Exercise task A: Decide whether each statement agrees with the passage on the Ocoee River below: (i) White water enthusiasts have been coming to the Ocoee River since 1996. (ii) The Ocoee White water Center is operated by the U.S. Forestry Service. (iii) The center is built of glass and steel. Answer each with yes or no and quote the words of the passage that settle it.

Provided passage:
┄┄┄┄┄┄┄┄┄┄
White water enthusiasts have been coming to the Ocoee River since 1976 for what is considered both a sport and world-wide recreation. Due to the circumstances, and being in the right place at the right time, an unused section of the Ocoee was ideal for Olympic racing. All that was needed to create the first natural river Olympic course was an ancient river bed, expert engineering, some strategically placed boulders and the power of rushing mountain water provided by nature and a TVA dam.
Left behind from the 1996 Summer Olympics is the 7,600 sq ft. Ocoee White water Center. It is now being used for public enjoyment and is operated by the U.S. Forestry Service in Tennessee's Cherokee National Forest.
The center has large windows overlooking the river, and is designed in natural stones and timber beams. Inside you will find large color photos of the Olympic event, along with displays of historic photos of the region.
┄┄┄┄┄┄┄┄┄┄
Input material:
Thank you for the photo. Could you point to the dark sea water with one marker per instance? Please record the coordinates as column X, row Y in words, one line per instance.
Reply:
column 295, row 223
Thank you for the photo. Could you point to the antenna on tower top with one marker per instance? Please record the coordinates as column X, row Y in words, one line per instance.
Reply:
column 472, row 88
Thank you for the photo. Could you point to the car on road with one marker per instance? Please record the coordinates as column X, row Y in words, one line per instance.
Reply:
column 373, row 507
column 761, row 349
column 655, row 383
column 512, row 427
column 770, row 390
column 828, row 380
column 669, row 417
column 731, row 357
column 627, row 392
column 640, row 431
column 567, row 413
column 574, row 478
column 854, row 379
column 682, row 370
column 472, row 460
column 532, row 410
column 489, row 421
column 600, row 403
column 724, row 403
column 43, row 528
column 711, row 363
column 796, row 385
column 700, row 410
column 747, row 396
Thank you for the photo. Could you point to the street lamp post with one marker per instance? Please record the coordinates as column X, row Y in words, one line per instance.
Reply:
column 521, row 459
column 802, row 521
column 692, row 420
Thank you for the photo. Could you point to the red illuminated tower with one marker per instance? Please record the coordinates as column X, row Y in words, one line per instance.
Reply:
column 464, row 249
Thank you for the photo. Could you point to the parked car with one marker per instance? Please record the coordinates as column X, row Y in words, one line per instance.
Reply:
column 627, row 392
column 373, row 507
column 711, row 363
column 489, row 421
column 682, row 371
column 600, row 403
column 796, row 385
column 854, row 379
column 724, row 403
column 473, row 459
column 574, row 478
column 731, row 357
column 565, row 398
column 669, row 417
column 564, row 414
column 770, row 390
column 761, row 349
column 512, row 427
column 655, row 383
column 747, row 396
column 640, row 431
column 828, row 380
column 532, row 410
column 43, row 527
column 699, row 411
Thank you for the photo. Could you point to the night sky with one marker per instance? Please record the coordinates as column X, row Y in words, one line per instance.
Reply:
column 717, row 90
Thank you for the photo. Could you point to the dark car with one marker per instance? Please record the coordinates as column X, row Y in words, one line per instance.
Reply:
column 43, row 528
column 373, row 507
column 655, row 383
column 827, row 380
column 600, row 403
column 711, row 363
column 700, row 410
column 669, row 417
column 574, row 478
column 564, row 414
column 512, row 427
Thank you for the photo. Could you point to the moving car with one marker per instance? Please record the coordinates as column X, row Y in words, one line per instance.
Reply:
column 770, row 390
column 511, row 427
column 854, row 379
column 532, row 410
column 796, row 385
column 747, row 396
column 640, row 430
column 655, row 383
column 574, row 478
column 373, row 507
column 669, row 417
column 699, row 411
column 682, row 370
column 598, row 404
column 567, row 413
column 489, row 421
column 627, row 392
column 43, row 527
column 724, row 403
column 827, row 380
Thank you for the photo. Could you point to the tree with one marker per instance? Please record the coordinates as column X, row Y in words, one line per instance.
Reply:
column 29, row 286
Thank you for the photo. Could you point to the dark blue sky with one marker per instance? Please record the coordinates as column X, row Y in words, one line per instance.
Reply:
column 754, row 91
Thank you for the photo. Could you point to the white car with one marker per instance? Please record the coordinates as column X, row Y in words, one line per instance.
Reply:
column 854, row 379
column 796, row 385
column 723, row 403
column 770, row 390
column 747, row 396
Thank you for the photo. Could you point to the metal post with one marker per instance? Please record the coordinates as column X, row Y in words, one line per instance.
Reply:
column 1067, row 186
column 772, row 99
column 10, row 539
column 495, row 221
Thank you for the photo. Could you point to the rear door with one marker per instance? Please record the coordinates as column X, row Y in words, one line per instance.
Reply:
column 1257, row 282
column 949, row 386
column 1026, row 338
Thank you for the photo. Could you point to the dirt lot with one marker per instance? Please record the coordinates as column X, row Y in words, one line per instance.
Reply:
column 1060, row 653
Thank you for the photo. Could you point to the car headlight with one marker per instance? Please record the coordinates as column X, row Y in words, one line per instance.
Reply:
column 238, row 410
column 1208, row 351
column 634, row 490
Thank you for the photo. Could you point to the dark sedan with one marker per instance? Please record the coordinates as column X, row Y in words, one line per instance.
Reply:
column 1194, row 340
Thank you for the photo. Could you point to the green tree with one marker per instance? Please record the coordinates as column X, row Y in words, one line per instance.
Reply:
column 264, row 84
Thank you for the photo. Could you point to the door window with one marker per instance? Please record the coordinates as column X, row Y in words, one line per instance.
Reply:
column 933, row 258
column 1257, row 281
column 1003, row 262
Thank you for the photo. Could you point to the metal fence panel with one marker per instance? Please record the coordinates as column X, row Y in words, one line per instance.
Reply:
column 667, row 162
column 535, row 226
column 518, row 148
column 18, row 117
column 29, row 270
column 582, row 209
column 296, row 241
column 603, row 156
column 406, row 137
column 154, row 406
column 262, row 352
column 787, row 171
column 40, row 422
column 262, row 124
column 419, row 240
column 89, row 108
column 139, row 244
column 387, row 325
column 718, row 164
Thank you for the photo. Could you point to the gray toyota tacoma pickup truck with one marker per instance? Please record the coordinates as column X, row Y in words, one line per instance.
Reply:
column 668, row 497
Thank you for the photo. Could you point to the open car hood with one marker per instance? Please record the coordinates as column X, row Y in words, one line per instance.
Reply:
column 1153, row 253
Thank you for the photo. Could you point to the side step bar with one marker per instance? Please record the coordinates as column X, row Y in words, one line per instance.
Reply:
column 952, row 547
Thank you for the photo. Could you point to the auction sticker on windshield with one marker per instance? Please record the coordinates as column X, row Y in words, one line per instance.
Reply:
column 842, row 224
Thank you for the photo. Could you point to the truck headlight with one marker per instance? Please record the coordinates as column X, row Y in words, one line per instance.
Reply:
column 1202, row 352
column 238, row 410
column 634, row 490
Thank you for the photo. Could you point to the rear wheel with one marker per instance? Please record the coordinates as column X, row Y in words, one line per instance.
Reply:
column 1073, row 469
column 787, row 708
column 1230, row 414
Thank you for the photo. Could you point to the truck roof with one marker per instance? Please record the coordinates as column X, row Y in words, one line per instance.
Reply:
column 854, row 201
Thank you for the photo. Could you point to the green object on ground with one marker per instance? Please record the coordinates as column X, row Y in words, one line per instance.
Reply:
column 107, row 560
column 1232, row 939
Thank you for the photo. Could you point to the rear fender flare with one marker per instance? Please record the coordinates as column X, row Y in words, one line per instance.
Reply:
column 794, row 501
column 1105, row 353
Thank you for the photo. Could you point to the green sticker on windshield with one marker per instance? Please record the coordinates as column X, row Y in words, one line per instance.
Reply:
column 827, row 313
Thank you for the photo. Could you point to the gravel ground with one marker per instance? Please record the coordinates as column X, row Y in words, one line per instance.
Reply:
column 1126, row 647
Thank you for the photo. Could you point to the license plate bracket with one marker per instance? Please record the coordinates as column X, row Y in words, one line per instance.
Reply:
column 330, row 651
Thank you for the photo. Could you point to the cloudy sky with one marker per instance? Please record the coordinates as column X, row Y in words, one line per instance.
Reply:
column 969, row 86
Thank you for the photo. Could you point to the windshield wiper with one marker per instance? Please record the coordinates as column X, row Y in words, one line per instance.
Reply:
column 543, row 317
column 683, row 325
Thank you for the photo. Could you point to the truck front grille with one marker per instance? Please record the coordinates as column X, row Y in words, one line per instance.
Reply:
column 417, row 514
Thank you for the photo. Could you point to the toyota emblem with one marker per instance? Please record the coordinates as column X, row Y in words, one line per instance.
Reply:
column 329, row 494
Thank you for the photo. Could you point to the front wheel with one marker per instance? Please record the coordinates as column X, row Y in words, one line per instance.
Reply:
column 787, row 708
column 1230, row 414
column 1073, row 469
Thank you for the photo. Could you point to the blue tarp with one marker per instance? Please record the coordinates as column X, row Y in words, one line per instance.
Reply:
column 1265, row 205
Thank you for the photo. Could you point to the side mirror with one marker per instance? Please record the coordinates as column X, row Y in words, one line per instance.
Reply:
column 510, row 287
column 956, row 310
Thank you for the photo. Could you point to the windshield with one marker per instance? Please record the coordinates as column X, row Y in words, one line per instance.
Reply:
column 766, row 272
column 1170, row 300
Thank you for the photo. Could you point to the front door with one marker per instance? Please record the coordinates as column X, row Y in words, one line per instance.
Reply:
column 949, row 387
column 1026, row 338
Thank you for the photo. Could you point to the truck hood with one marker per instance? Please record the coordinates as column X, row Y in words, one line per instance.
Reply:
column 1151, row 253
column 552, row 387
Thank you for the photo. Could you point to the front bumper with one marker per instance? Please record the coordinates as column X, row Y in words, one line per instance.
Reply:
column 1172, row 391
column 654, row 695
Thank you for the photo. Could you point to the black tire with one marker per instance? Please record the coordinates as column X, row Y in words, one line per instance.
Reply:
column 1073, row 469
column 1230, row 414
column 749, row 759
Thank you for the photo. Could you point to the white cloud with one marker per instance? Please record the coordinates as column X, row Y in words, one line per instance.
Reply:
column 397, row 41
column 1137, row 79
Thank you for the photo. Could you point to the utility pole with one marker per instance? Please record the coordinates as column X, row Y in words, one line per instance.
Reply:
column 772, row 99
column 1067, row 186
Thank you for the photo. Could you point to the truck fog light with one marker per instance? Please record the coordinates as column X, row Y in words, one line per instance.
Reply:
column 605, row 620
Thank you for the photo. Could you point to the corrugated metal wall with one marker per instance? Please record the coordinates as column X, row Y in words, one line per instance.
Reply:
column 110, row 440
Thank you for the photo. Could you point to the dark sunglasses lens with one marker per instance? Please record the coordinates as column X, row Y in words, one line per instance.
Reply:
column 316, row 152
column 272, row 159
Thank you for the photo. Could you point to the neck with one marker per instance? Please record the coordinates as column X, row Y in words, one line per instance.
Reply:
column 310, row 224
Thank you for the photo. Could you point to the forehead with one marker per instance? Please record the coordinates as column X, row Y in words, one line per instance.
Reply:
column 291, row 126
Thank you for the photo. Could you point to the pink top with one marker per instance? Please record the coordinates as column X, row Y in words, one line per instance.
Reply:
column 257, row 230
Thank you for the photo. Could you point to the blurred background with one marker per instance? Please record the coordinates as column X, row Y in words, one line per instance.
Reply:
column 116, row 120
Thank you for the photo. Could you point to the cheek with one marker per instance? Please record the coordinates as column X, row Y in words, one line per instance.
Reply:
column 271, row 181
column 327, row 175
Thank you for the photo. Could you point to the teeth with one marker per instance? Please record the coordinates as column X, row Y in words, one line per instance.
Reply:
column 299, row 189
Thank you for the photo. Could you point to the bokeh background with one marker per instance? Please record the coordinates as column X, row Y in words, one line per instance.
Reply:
┄┄┄┄┄┄┄┄┄┄
Exercise task B: Express a stretch of the records above as a JSON list of strings, one string per line, with blank lines left out. Begin at the line that has "Thank you for the photo. Could you point to the door" and stop after the line that has "column 718, row 164".

Written reply A:
(i) No: "White water enthusiasts have been coming to the Ocoee River since 1976"
(ii) Yes: "is operated by the U.S. Forestry Service in Tennessee's Cherokee National Forest"
(iii) No: "is designed in natural stones and timber beams"

Written reply B:
[
  "Thank you for the photo. Could you point to the door window with one marker per instance? Please record the coordinates as column X, row Y in words, one line per instance.",
  "Reply:",
  "column 933, row 258",
  "column 1257, row 281",
  "column 1003, row 262",
  "Thank you for the photo. Could you point to the metal fence panel with one marker per instance? Please record the coordinates as column X, row Y in words, one line per instance.",
  "Reply:",
  "column 667, row 162",
  "column 535, row 226",
  "column 518, row 148",
  "column 18, row 117",
  "column 29, row 270",
  "column 582, row 209",
  "column 296, row 241",
  "column 603, row 156",
  "column 406, row 137",
  "column 154, row 406",
  "column 262, row 352",
  "column 787, row 171",
  "column 40, row 422",
  "column 262, row 124",
  "column 419, row 240",
  "column 89, row 108",
  "column 139, row 244",
  "column 387, row 325",
  "column 718, row 164"
]